Does your dog have food allergies?

In case you didn’t already know, your dog can suffer from food allergies, in the same way as a human can. Food allergies in dogs occur when the dog’s immune system mistakenly identifies a particular food substance as being harmful. Antibodies are released to neutralize the allergen. When the food is eaten again, the antibodies sense this, and release histamine into the animal’s bloodstream. This can cause a wide range of allergy symptoms.

An allergy can manifest itself in various ways. One common symptom is itching – it can be simple or extreme. The skin irritation can cause the dog to lick, scratch or chew himself to relieve the itch. The most common areas are his ears, muzzle, paws, underarms, groin and rear end; they may constantly be licking at their paws. He may suffer from diarrhoea, and may also have painful gas. As with humans, his nose may drip and eyes water. He may also suffer from raised red bumps and pustules.

Food allergies in dogs can occur at any age; they may occur when he is a puppy, or not appear until adulthood. Most typically, they appear between 2 and 6 years of age. There can be a genetic predisposition to allergies, and the environment can also be a causative factor.

20% of allergies in dogs are due to food. Dogs may also have a food intolerance, which differs from an allergy in that it is a digestive problem rather than an immune one. A food intolerance involves mostly digestive distress… gas, bloating, nausea, vomiting or diarrhoea. One of the most common of these is lactose intolerance, in which the dog is not able to break down lactose, the sugar that is found in milk.

Required action 1:
Copy everything in the dog food allergies text from "An allergy can" down to "bumps and pustules.".
Required action 2:
According to the dog food allergies text, what percentage of allergies in dogs are due to food?

Data listing:

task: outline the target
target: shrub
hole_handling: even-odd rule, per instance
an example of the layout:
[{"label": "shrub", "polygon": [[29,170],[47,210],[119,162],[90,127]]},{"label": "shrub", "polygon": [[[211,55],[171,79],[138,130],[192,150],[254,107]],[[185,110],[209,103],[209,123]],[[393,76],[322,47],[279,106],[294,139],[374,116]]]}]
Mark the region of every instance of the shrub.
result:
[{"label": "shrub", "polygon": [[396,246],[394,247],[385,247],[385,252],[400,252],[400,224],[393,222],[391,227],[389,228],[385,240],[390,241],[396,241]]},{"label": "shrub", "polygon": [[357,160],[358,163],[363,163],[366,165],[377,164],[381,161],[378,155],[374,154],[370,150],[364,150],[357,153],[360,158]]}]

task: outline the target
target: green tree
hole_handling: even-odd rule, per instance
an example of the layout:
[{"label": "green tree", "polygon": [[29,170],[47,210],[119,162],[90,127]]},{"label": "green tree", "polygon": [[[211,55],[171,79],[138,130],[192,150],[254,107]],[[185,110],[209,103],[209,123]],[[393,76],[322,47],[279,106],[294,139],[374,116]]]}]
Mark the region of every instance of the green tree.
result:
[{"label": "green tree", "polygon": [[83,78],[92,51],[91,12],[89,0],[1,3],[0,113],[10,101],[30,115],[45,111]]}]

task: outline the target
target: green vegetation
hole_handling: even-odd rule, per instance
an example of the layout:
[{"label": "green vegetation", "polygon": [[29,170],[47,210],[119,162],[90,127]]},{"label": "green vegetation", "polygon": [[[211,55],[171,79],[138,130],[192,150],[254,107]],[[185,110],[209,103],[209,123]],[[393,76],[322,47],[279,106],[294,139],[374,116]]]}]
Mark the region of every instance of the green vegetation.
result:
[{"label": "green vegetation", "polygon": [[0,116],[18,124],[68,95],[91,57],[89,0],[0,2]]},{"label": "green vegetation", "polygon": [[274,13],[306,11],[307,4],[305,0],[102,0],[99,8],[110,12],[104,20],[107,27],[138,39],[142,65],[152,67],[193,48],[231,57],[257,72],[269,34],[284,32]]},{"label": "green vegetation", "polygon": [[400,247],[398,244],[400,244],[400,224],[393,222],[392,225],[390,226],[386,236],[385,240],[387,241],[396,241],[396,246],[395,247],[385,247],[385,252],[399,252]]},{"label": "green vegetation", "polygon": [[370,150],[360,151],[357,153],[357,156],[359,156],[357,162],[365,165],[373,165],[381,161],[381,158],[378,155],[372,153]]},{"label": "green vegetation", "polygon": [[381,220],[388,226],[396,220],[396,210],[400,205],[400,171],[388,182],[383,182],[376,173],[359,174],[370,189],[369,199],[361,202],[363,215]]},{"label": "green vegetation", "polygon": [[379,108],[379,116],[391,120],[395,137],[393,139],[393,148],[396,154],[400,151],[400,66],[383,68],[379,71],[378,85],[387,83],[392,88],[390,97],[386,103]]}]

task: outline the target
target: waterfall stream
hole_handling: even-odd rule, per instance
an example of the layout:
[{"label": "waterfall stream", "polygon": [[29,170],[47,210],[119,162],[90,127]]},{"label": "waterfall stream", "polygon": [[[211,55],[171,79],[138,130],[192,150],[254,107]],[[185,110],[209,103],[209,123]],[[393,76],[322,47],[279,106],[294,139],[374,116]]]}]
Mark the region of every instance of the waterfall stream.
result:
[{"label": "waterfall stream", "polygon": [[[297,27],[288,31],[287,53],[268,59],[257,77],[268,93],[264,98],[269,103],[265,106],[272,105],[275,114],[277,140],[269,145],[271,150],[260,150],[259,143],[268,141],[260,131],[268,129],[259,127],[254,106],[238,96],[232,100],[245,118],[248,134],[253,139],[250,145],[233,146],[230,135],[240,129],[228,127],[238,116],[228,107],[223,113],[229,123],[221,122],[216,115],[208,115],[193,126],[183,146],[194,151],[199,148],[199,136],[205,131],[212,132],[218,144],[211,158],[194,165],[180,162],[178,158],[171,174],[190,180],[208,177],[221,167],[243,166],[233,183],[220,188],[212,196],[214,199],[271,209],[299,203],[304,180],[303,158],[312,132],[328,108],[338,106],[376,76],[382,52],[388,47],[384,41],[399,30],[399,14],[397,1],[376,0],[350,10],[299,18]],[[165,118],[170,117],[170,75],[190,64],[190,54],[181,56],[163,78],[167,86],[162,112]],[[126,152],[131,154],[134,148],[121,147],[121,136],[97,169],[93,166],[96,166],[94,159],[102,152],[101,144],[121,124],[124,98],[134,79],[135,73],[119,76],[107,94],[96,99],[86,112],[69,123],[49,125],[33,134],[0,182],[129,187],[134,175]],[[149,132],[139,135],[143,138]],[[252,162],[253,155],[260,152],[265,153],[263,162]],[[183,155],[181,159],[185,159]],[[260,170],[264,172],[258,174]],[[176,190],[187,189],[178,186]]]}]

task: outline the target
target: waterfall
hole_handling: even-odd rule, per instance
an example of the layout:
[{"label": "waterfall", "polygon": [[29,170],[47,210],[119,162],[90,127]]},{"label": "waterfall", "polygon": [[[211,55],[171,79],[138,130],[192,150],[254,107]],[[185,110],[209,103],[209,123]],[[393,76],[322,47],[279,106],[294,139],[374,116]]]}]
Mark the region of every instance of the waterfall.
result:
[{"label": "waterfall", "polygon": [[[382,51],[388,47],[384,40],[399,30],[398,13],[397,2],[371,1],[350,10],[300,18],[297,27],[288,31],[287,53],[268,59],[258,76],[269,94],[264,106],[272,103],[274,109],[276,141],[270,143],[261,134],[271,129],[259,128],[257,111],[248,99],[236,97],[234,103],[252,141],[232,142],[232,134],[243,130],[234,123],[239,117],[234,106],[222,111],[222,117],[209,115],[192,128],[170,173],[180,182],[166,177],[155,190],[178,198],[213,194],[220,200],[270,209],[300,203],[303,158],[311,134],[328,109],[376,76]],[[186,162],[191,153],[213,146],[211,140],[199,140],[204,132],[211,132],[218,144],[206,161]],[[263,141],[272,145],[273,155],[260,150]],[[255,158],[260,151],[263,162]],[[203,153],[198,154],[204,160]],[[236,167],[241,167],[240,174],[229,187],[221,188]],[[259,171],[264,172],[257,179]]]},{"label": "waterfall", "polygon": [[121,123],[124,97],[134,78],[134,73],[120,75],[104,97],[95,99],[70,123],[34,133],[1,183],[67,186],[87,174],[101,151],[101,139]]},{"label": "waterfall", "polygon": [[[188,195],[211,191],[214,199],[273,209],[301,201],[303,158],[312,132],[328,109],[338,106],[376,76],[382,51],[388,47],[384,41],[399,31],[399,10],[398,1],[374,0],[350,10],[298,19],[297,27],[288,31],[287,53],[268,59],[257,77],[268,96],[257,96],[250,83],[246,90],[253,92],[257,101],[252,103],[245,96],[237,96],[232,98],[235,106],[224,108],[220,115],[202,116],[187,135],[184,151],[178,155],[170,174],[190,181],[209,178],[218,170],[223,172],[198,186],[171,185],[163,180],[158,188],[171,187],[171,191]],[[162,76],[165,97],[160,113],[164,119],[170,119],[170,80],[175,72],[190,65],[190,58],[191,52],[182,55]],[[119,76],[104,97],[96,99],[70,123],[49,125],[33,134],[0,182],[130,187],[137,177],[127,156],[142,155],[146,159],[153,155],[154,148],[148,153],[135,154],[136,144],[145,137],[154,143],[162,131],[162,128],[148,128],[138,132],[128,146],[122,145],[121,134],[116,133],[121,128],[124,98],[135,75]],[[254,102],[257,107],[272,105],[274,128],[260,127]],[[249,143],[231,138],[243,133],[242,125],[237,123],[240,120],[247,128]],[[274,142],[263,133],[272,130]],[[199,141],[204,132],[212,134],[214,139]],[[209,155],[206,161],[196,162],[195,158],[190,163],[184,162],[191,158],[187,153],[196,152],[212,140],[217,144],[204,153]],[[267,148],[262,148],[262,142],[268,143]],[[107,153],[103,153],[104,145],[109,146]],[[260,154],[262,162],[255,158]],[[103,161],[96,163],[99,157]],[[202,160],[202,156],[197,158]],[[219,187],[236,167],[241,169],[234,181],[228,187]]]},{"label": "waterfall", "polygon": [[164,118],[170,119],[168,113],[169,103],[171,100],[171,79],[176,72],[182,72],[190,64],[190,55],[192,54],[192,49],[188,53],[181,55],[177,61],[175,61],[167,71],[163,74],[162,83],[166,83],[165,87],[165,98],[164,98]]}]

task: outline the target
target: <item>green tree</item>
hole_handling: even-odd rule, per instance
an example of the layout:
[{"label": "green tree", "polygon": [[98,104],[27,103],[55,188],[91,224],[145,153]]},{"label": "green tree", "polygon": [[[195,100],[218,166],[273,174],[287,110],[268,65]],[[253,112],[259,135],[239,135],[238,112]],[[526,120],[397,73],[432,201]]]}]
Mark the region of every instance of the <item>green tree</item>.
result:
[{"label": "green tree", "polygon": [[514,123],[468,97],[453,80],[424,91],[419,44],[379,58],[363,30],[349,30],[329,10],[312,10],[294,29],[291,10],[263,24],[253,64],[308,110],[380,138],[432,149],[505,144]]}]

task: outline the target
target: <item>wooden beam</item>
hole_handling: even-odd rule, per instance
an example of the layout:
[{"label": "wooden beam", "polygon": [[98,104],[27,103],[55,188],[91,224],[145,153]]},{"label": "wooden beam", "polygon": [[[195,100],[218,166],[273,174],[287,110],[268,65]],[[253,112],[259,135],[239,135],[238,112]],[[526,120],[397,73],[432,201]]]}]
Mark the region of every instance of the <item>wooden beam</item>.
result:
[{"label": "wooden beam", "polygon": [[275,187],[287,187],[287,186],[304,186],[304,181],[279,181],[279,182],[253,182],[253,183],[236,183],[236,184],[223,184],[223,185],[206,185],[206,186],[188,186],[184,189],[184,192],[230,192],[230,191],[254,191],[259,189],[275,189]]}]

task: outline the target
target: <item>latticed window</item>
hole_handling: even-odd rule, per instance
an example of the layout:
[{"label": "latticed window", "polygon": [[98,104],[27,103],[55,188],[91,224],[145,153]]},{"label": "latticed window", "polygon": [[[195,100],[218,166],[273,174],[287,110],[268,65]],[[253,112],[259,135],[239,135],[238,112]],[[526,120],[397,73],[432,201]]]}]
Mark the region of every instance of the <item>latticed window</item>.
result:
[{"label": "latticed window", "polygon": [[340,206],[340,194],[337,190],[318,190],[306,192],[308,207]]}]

Exercise answer 1:
An allergy can manifest itself in various ways. One common symptom is itching – it can be simple or extreme. The skin irritation can cause the dog to lick, scratch or chew himself to relieve the itch. The most common areas are his ears, muzzle, paws, underarms, groin and rear end; they may constantly be licking at their paws. He may suffer from diarrhoea, and may also have painful gas. As with humans, his nose may drip and eyes water. He may also suffer from raised red bumps and pustules.

Exercise answer 2:
20%